┌─ Given passage

Russell Kirk on Ideologues
March 8, 2009
From W. Wesley McDonald’s Russell Kirk and the Age of Ideology p. 81-83:
Because the imagination of the ideologue is impoverished, the reason it begets will lead him deep into false views of reality, for example, utopian expectations or political fanaticism. The root cause of these moral and political errors lies not in the faulty reason behind them, Kirk argued, but in the still more basic defective imagion that fails to give a complete account of man’s universal experience. Kirk cited three ideologies, or constellations of ideological notions, as primarily responsible for working the most mischief in our times: liberalism and its numerous collectivist variants, libertarianism, and the behavioralist persuasion as manifested in the social sciences.
The presumptuous rationality characteristic of liberals from John Locke onward struck Kirk as liberalism’s major flaw. The Lockean liberal proclaims that tradition, authority and wisdom “must now now expect to exist on sufferance.” Hence, he desires that “everything in heaven and earth would come under the critical scrutiny of dispassionate private rationality.” Breaking even more sharply with classical and biblical views, the Benthamite utilitarian liberal expresses a pride and an unlimited confidence in the power of individual reason. His mentality is always on the level of the purely useful, of means and ends, because he is unable to comprehend the higher imagination or to understand the complexity of the motives of man. Utility, rather than love, is his main motive. He lacks warmth and a “sense of consecration” toward community, authority, inherited values, and institutions.
Doubting all things in heaven and on earth, accepting only what can be validated by empirico-quantitative reason, utilitarianism is a “philosophy of death; its morbidity is the consequence of Benthamite emphasis upon Doubt …and this is consummate folly. For Doubt is a surly envious, egotistic emotion, a bitter denial of everything but the sullen self; and one learns nothing by doubting. Doubt can never be wholly assuaged in many things, but we must manage to live despite our doubts (which are a condition of our imperfect temporal nature).” We must recognize, admonished Kirk, that we are ignorant of much and must accept much on faith. To doubt everything results in a paralysis of the will and the impoverishment of one’s spiritual existence. Such is the fate of the doctrinaire liberal who would follow Bentham in repudiating authority, tradition, and the prescriptive wisdom of his ancestors. He has succumbed to the Benthamite folly of believing that “private rationality henceforth would emancipate mankind from obedience to tradition, authority, and the past experience of humanity.” Without faith and standards to check his arbitrary will, the Benthamite liberal comes to believe, in his own pride, that he has the right to judge everything according to his private taste. The modern mind, having made utility the essence of politics and having thereby lost sight of the higher ends of existence, Kirk charged, “has thought of men as the flies of a summer, and so deprived himself of the wisdom of our ancestors, and laid waste that portion of posterity.” The result is a weakening of the social bonds that hold a community intact. A community lacking the restraining power of tradition or prescriptive institutions is rendered defenceless against the demands of special interests and selfish passions.

└─
┌─ Material

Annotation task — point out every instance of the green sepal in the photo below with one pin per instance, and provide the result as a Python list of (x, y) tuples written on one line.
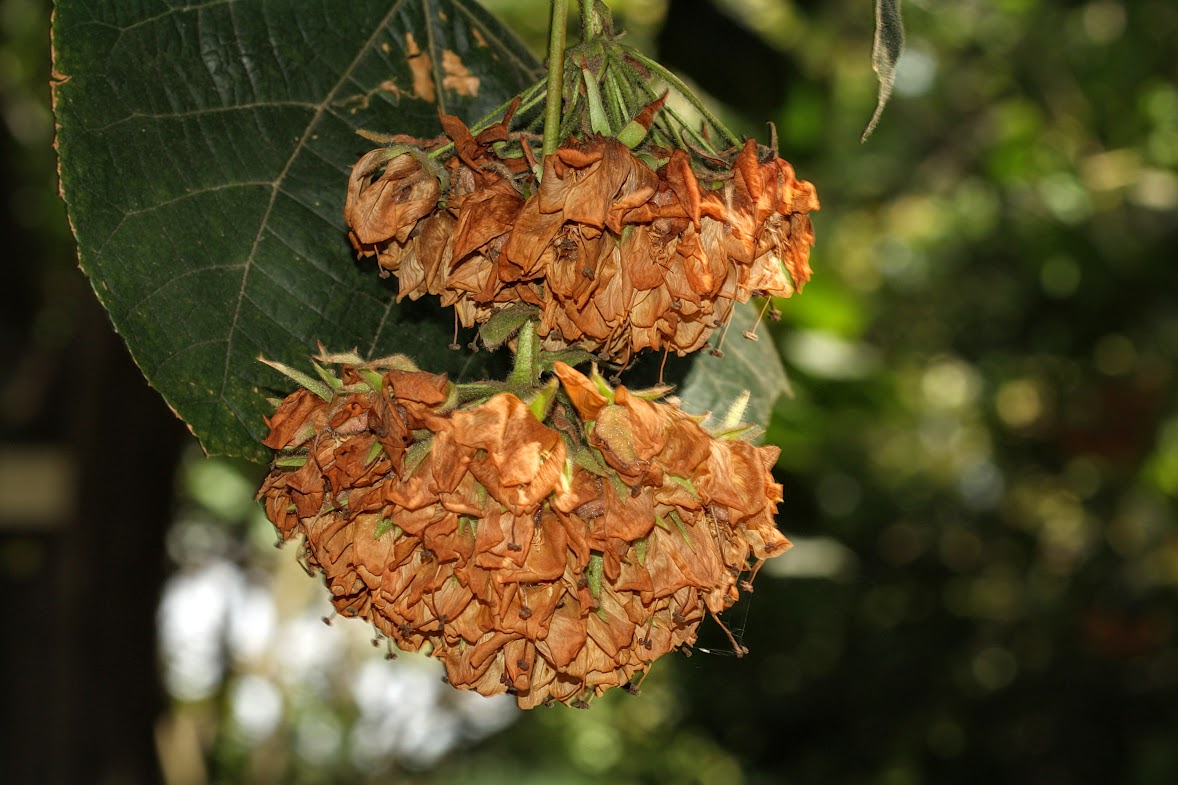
[(374, 378), (685, 482), (587, 457), (655, 393), (633, 134), (599, 121), (602, 386), (339, 357), (525, 371), (542, 401), (332, 381), (594, 572), (290, 461), (383, 526), (300, 378), (682, 529), (573, 357), (416, 454), (505, 323)]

└─

▶ **What this exercise asks**
**1)** According to the passage on Russell Kirk, which three ideologies did Kirk cite as working the most mischief in our times?
**2)** Quote the passage on Russell Kirk word for word, starting with "Russell Kirk on" and going on through "the social sciences.".

▶ **Solutions in order**
**1)** Liberalism and its numerous collectivist variants, libertarianism, and the behavioralist persuasion as manifested in the social sciences.

**2)**
Russell Kirk on Ideologues
March 8, 2009
From W. Wesley McDonald’s Russell Kirk and the Age of Ideology p. 81-83:
Because the imagination of the ideologue is impoverished, the reason it begets will lead him deep into false views of reality, for example, utopian expectations or political fanaticism. The root cause of these moral and political errors lies not in the faulty reason behind them, Kirk argued, but in the still more basic defective imagion that fails to give a complete account of man’s universal experience. Kirk cited three ideologies, or constellations of ideological notions, as primarily responsible for working the most mischief in our times: liberalism and its numerous collectivist variants, libertarianism, and the behavioralist persuasion as manifested in the social sciences.